PROBLEM: Count the lines in the material below that contain the string "sign", treating uppercase and lowercase as different. Reply with only the number.

--

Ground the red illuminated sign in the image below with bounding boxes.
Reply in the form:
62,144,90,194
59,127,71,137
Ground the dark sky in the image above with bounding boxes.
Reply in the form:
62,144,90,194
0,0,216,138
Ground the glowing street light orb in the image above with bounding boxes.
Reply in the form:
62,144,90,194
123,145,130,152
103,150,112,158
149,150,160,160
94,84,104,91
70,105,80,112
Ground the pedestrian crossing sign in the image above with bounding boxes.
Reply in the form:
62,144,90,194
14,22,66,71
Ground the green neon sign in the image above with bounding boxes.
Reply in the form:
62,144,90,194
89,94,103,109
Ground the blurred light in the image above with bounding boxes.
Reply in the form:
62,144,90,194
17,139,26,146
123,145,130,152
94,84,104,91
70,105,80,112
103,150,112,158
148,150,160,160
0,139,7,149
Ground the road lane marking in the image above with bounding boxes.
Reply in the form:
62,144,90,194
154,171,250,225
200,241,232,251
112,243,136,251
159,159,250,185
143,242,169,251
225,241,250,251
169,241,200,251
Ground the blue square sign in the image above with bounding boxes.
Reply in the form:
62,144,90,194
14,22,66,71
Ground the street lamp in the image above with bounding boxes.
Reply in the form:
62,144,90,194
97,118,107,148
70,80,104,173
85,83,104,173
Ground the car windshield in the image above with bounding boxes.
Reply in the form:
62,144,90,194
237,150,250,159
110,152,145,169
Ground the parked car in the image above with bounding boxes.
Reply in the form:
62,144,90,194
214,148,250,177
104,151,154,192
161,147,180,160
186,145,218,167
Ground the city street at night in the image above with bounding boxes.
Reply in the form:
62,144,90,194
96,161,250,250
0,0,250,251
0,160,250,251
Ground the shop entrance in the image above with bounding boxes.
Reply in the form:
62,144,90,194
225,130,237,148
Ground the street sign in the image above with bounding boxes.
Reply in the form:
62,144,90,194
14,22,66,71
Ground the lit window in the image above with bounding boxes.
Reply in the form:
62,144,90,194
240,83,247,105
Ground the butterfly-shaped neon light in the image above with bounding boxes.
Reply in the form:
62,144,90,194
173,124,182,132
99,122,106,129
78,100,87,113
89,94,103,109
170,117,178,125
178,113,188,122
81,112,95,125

--

OUTPUT: 5